> [Text to read]:
--------------------

De Camptown Races
Daniel Partner
dpmstrel at BAYAREA.NET
Wed Nov 12 01:15:30 UTC 2003
My understanding is that in those days a camptown was a place outside of a town
where vagrants lived -- like a hooverville of the depression or a homeless
encampment today. Maybe the American Dialect Society folks can confirm this.
With that understanding of the word the song is all the more humorous. A
mid-nineteenth century audience would find the idea of a horserace in such a
place to be very funny (also that there would be ladies there is ridiculous).
The urban audiences of the early minstrels would know about camptowns, whereas
they would not know of tiny Camptown, Pennsylvania. This is not to say that
Foster did not remember the Camptown of his school days. So maybe for him there
was a double meaning.
It certainly is interesting that there was a horse race in Camptown, PA,
epecially since the race track was five miles long. The first two lines of the
song reads: "De Camptown ladies sing dis song, doo-dah! doo-dah! De Camptown
racetrack five miles long, Oh! doo-dah day." The length of the track is
mentioned again in the fourth verse: "See dem flyin' on a ten mile heat,
doo-dah! doo-dah! Round de race track, den repeat, Oh! doo-dah day!"

--------------------

> [Listing]:
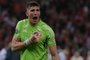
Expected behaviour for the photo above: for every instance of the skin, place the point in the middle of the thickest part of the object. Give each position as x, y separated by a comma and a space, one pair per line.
18, 45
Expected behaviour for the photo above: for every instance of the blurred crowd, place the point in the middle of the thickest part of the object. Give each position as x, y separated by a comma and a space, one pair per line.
70, 20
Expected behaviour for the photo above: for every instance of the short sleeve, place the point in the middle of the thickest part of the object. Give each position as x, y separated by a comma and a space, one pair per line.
51, 38
17, 30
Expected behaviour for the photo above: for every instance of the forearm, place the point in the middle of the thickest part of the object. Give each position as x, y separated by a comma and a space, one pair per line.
17, 47
55, 57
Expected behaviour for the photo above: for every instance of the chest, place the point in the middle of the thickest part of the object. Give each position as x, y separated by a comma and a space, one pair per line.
28, 31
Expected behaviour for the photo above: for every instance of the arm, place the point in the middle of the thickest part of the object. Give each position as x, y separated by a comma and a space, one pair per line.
54, 54
16, 44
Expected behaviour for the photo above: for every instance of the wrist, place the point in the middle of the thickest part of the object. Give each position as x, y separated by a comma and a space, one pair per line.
27, 42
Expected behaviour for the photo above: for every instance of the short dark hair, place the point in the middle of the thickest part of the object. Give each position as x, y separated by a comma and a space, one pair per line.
32, 3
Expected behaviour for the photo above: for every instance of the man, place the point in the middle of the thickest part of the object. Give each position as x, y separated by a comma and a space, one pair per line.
33, 37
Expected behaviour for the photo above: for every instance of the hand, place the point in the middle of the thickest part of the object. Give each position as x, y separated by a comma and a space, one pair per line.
36, 36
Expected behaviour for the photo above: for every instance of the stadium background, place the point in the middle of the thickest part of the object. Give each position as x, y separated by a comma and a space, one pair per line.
70, 20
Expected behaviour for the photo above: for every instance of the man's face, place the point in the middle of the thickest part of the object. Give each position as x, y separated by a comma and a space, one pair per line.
33, 14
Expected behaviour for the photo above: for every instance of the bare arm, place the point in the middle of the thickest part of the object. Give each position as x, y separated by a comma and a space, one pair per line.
54, 54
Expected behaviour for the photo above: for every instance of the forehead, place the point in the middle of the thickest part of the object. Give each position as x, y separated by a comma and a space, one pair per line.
33, 7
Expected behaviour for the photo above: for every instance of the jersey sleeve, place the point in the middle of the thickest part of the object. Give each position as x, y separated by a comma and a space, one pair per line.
17, 30
51, 37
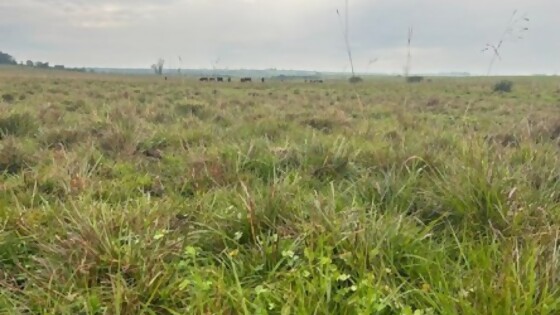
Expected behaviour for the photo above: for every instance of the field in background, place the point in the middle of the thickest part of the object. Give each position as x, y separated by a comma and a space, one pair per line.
135, 195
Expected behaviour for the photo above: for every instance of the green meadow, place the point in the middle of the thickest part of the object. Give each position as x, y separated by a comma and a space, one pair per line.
138, 195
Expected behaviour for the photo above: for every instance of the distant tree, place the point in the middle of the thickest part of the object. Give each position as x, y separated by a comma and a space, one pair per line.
158, 67
6, 59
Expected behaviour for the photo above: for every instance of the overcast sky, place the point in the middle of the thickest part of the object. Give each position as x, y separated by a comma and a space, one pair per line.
283, 34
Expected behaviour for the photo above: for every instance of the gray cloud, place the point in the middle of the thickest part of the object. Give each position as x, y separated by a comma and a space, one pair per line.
448, 35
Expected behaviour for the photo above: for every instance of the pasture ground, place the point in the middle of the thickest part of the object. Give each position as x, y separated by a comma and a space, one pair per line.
135, 195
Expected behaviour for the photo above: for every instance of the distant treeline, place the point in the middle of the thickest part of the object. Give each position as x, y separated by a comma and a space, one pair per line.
6, 59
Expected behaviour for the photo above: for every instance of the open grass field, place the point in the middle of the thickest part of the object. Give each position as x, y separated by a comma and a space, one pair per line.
135, 195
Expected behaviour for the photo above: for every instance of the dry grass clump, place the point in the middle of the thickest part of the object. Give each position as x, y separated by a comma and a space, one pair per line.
130, 196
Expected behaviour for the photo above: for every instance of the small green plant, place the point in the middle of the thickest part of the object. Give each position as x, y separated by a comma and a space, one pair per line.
504, 86
8, 98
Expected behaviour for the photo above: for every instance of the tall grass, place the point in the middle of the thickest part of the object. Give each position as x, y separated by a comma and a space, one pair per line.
280, 203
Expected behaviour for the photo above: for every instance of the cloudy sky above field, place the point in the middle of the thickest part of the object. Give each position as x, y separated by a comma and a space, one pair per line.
283, 34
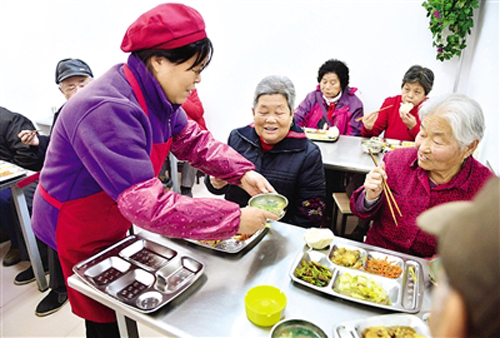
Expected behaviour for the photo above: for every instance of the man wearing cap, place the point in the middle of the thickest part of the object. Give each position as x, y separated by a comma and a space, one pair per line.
466, 302
14, 151
71, 76
110, 142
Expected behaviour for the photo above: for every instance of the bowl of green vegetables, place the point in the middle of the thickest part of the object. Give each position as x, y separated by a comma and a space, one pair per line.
274, 203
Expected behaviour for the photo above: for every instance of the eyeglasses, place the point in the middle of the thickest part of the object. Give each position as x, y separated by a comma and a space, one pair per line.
71, 87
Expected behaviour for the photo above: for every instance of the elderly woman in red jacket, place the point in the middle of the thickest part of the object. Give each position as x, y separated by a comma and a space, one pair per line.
398, 116
439, 169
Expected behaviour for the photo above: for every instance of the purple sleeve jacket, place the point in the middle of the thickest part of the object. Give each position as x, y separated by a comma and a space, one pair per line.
411, 189
348, 109
102, 142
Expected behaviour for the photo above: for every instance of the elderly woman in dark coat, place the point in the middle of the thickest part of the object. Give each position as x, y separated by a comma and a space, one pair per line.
281, 153
439, 169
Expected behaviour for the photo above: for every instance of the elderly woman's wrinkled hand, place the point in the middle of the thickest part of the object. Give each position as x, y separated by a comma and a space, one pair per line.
29, 137
217, 183
408, 119
254, 183
254, 219
374, 182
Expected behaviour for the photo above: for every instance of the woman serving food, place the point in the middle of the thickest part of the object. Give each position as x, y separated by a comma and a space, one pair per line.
398, 116
110, 142
439, 169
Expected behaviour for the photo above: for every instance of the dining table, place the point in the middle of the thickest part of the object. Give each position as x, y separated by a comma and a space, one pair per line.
22, 211
346, 154
214, 306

--------------------

> [What is required]: Reproduce everything from "With that understanding" down to "there is ridiculous)." in the Camptown Races text, replacing "humorous" with "amusing". The data shown here were taken from a separate source.

> [Result]:
With that understanding of the word the song is all the more amusing. A
mid-nineteenth century audience would find the idea of a horserace in such a
place to be very funny (also that there would be ladies there is ridiculous).